> [Stored records]
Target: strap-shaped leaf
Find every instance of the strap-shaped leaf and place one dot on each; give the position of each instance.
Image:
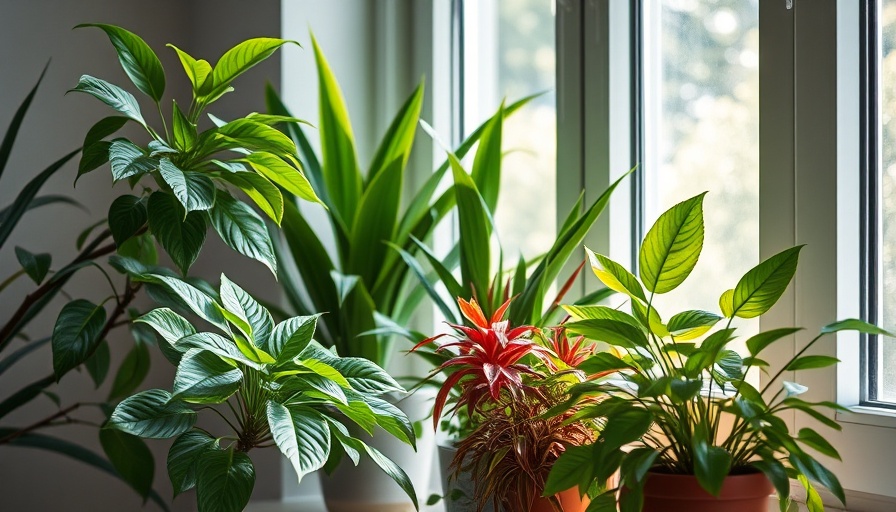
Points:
(152, 414)
(302, 435)
(243, 230)
(138, 60)
(224, 480)
(672, 246)
(761, 287)
(112, 95)
(182, 458)
(76, 333)
(203, 378)
(341, 175)
(181, 237)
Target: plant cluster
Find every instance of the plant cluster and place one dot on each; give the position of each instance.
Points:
(677, 380)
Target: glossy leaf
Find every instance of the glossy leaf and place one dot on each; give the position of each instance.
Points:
(138, 60)
(243, 230)
(152, 414)
(224, 480)
(76, 334)
(672, 246)
(112, 95)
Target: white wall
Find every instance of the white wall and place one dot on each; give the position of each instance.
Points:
(31, 31)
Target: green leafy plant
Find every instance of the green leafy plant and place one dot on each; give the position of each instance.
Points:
(185, 176)
(363, 282)
(78, 338)
(270, 384)
(678, 379)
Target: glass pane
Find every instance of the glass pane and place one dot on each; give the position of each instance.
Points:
(509, 54)
(886, 370)
(701, 83)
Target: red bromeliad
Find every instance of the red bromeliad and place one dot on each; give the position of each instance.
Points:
(488, 358)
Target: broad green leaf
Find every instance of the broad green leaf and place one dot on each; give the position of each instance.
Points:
(759, 342)
(672, 246)
(224, 480)
(810, 362)
(265, 194)
(302, 435)
(181, 237)
(290, 337)
(132, 372)
(138, 60)
(152, 414)
(711, 466)
(275, 169)
(112, 95)
(35, 265)
(198, 71)
(76, 334)
(219, 345)
(183, 130)
(127, 214)
(240, 59)
(131, 458)
(128, 160)
(203, 378)
(341, 175)
(168, 324)
(193, 190)
(243, 230)
(102, 129)
(615, 276)
(761, 287)
(182, 457)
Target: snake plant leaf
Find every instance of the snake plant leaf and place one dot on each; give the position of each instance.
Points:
(131, 458)
(194, 190)
(341, 174)
(398, 140)
(183, 456)
(265, 194)
(127, 214)
(181, 237)
(224, 480)
(672, 246)
(112, 95)
(302, 435)
(35, 265)
(152, 414)
(243, 230)
(198, 71)
(76, 334)
(761, 287)
(137, 59)
(204, 378)
(275, 169)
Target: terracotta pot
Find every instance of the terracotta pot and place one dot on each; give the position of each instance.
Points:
(682, 493)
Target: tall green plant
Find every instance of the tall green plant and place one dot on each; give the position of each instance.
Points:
(363, 280)
(678, 377)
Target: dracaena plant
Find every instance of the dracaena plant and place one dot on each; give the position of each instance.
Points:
(508, 378)
(362, 281)
(680, 378)
(184, 175)
(77, 339)
(268, 385)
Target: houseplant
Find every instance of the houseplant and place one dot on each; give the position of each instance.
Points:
(280, 388)
(683, 403)
(508, 378)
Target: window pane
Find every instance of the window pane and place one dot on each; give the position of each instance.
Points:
(509, 54)
(701, 87)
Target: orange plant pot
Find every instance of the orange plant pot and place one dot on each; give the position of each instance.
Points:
(682, 493)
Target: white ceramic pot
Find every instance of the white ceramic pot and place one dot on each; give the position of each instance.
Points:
(366, 488)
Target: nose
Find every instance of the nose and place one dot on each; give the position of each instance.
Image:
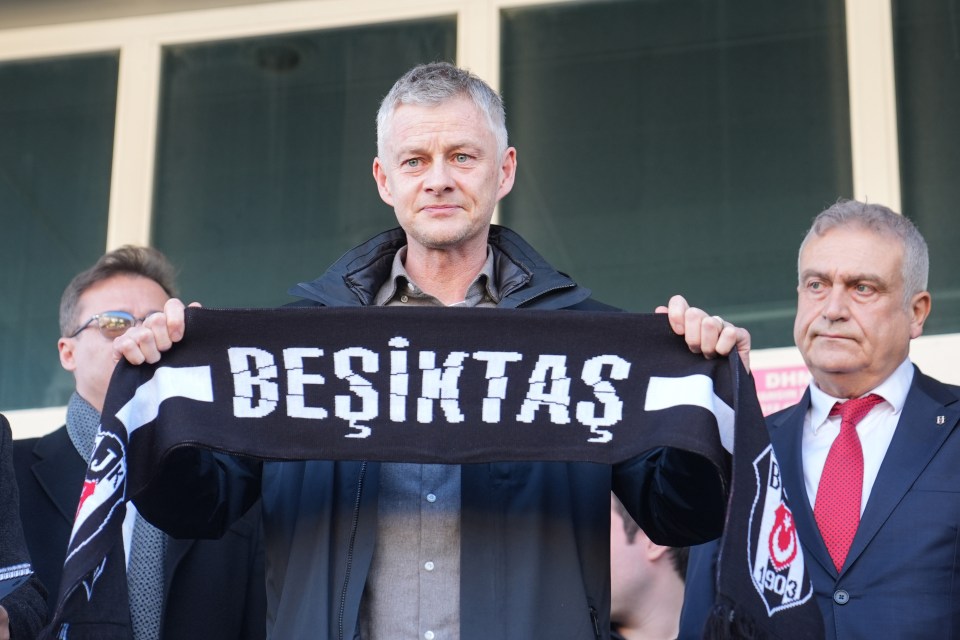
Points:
(835, 305)
(438, 179)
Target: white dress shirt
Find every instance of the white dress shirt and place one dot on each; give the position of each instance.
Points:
(875, 430)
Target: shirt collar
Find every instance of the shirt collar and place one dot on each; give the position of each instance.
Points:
(485, 280)
(893, 390)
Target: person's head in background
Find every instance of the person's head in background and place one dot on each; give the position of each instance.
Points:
(646, 580)
(120, 290)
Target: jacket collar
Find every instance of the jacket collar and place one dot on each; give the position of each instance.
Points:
(524, 276)
(930, 414)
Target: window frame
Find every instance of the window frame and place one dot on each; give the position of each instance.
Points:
(140, 40)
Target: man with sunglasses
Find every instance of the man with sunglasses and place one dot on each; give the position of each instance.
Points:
(171, 594)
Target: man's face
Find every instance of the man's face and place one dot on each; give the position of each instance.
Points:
(442, 174)
(853, 327)
(89, 356)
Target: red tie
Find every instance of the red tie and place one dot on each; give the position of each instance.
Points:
(837, 508)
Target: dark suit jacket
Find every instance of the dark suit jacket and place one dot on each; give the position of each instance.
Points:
(213, 589)
(26, 607)
(902, 574)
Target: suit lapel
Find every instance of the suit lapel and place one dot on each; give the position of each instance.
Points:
(59, 469)
(175, 553)
(916, 441)
(786, 434)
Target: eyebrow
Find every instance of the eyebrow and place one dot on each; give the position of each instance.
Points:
(848, 280)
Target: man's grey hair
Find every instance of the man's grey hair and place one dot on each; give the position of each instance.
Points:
(881, 220)
(128, 260)
(434, 84)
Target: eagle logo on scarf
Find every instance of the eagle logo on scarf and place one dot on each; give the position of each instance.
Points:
(104, 490)
(778, 570)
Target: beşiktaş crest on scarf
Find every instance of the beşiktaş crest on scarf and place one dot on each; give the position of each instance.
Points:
(423, 385)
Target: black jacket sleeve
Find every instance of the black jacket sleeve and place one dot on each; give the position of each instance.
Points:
(26, 607)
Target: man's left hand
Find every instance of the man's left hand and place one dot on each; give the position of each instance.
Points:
(710, 335)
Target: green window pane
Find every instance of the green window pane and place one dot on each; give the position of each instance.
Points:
(678, 147)
(927, 64)
(266, 149)
(56, 148)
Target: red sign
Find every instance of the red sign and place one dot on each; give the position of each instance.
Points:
(780, 387)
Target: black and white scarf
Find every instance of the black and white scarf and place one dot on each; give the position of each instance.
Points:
(415, 385)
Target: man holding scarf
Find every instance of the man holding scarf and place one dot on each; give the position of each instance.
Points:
(390, 550)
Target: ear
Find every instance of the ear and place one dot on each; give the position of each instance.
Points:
(380, 175)
(508, 172)
(67, 356)
(920, 306)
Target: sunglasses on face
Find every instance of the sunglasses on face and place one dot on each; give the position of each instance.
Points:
(111, 324)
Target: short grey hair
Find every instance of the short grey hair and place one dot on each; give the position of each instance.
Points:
(881, 220)
(436, 83)
(128, 260)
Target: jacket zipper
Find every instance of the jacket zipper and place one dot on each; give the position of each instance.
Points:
(353, 539)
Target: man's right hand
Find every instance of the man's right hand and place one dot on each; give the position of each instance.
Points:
(146, 342)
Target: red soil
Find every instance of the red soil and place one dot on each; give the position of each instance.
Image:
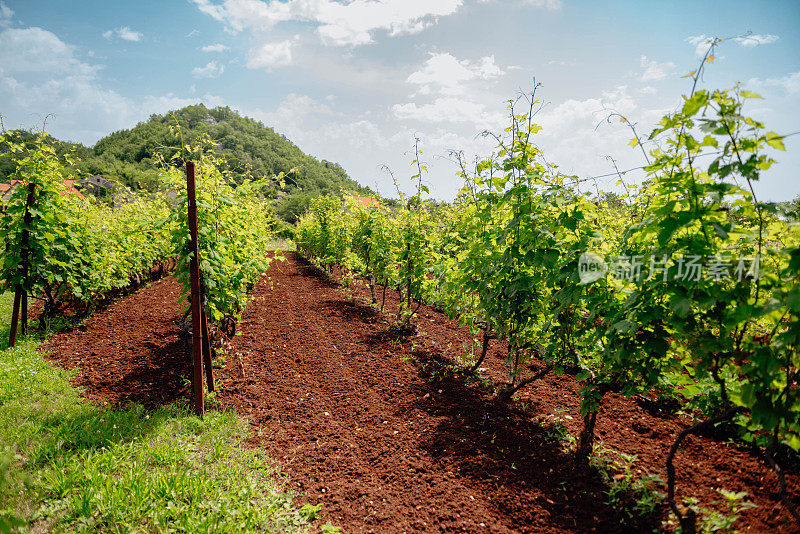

> [What you will do]
Would you copy out all the data exactly, without the images?

> [Exercise result]
Target: strap-shaped leaf
Find every instance of the strap-shaped leaf and place one dot on each; give the position of each instance.
Image:
Points:
(152, 414)
(302, 435)
(243, 230)
(138, 60)
(224, 480)
(672, 246)
(761, 287)
(112, 95)
(182, 458)
(76, 333)
(203, 378)
(341, 175)
(181, 237)
Target: plant cluster
Find every instance of the plant cluster and place one dot on each; give the position of each instance.
Points:
(677, 380)
Target: glossy leaf
Find every instance of the glossy leaf and place one dot on each; give the position of each instance.
Points:
(138, 60)
(243, 230)
(152, 414)
(224, 480)
(76, 334)
(672, 246)
(112, 95)
Target: white wall
Find every instance of the white wall and place one dot on each; give the position of each instance.
Points:
(31, 31)
Target: green leafy plant
Find every instance of the green leafy plant and place one dot on each; give the position of each instance.
Points:
(185, 176)
(363, 282)
(78, 338)
(270, 384)
(678, 379)
Target: glass pane
Find every instance of the glass pane and place one dot on each; give the position of each instance.
Points:
(509, 54)
(886, 370)
(701, 83)
Target: red bromeliad
Find every instance of the red bromeliad and place one dot on each; give the position of each instance.
Points:
(488, 358)
Target: broad green leaf
Find every instance of the broad green leaf and place one dot on each; give the position of each instance.
Points:
(759, 342)
(672, 246)
(224, 480)
(810, 362)
(265, 194)
(302, 435)
(181, 237)
(290, 337)
(132, 372)
(138, 60)
(152, 414)
(711, 466)
(275, 169)
(112, 95)
(35, 265)
(198, 71)
(76, 334)
(219, 345)
(183, 130)
(127, 214)
(240, 59)
(131, 458)
(128, 160)
(203, 378)
(341, 175)
(168, 324)
(193, 190)
(243, 230)
(102, 129)
(615, 276)
(761, 287)
(182, 457)
Target: snake plant leaf
Find every instance of the snake plant leaf and place one dot on each; give the position of each instance.
Points:
(131, 458)
(194, 190)
(341, 174)
(398, 140)
(183, 456)
(265, 194)
(127, 214)
(181, 237)
(224, 480)
(672, 246)
(112, 95)
(302, 435)
(35, 265)
(152, 414)
(243, 230)
(198, 71)
(76, 334)
(761, 287)
(137, 59)
(204, 378)
(275, 169)
Target: terracotta pot
Find every instance of the terracotta pot and place one dot on each; give the position of each instance.
Points:
(682, 493)
Target: tall green plant
Find every instance of the tall green plant and place one dot on each; give the position of each instance.
Points:
(363, 280)
(678, 377)
Target: dracaena plant
Find every instance of the dracaena plant and place one dot on each; give the position of each instance.
Points:
(508, 378)
(362, 281)
(680, 378)
(184, 175)
(77, 339)
(268, 385)
Target: houseplant
Find every instance of the houseplant and place one dot on each; give the position of each instance.
Points:
(280, 388)
(683, 403)
(508, 378)
Target: window pane
Find every instance of the window pane and place one dot on each; give the position of each instance.
Points:
(509, 54)
(701, 87)
Target: orange plant pot
Find every instance of the orange plant pot and place one dot on each; give the position of each instance.
Points:
(682, 493)
Target: white ceramic pot
Find every instance of the white ceramic pot and place one dot on each; give the position of each instance.
Points:
(366, 488)
Target: nose
Find every instance of the nose and place one dot on each; give the position of each instance.
Image:
Points:
(835, 305)
(438, 179)
Target: white dress shirt
Find every instance of the white dress shirt and place one dot on each; give the position of each instance.
Points:
(875, 430)
Target: shirt collar
Find every instance of the shirt collar and place one dot on each; give the position of each instance.
Points:
(485, 280)
(893, 390)
Target: person's head in background
Find every instance of the person's head in background and place one dot on each; give the position of each instance.
Points:
(646, 580)
(120, 290)
Target: jacket collar
Find every instance of the jacket collar and place one dot on each; give the position of each instance.
Points:
(524, 276)
(930, 414)
Target: window frame
Find every instance of the window frame and place one dot on each; give the position of each instance.
Points:
(140, 40)
Target: man with sunglasses
Find every instance of the man with sunglasses and place one dot on each; give the position of each instance.
Points:
(171, 594)
Target: man's face
Find every instance of the man's face and place one dot on each; give the position of each instance.
Points:
(442, 174)
(853, 327)
(89, 356)
Target: red tie
Find every instance of the red tie and place one dot on each; give the position of each instance.
Points:
(837, 508)
Target: dark suit jacket
Find every instance of the dark suit jacket and place one dot on each; give the position of each instance.
Points:
(213, 589)
(26, 607)
(902, 574)
Target: suit lapel
Find every instance of the suit lapel and place one dot on each; give the position of each instance.
Points:
(59, 469)
(175, 553)
(916, 441)
(786, 434)
Target: eyebrow
Find every instance of the eyebrow and place one dot on each; give the position of each instance.
Points:
(848, 280)
Target: man's grey hair
Find every instance of the man's grey hair and place one dot on each; give the position of each instance.
Points:
(881, 220)
(128, 260)
(434, 84)
Target: eagle logo on scarf
Find every instance of the eagle logo on scarf and place one dot on each; give the position of each instance.
Points:
(104, 490)
(778, 570)
Target: beşiktaş crest on scarf
Find every instance of the beşiktaş crest on scarf and place one dot on each; give the position of each instance.
Points:
(423, 385)
Target: black jacket sleeve
Find every instance of the black jacket sleeve and place one dot on each; give the position of each instance.
Points:
(26, 607)
Target: man's left hand
Find every instance of the man's left hand and place one dot on each; give the position of each instance.
Points:
(710, 335)
Target: green window pane
Find every instance of the green window pane and place one dot on each; give the position of each instance.
Points:
(678, 147)
(927, 64)
(266, 149)
(56, 148)
Target: red sign
Find every instance of the red sign and place one dot on each; give the position of each instance.
Points:
(780, 387)
Target: black and white scarf
Find every instance of the black and white scarf and place one dot on each; give the position of each instance.
Points:
(415, 385)
Target: man holding scarf
Find every instance of the man holding scarf and place one dot on each; give the position of each instance.
Points:
(390, 550)
Target: ear
Find every instance of the ear and place one dot on each; give the position of each instance.
Points:
(380, 175)
(508, 172)
(67, 356)
(920, 306)
Target: sunglasses on face
Find every instance of the sunglasses on face and place one dot on each; give the position of each instance.
Points:
(111, 324)
Target: short grey hair
Find every instance of the short grey hair and place one dot on each; give the position of each instance.
Points:
(881, 220)
(436, 83)
(128, 260)
Target: jacket zipper
Find every instance of the jacket zipper and place one dot on each; give the position of each instance.
Points:
(353, 539)
Target: man's right hand
Find every instance of the man's right hand and place one dot on each; give the position of each instance.
Points:
(146, 342)
Target: red soil
Find every instance of the red soil and place one dot on each; give the position of each instance.
Image:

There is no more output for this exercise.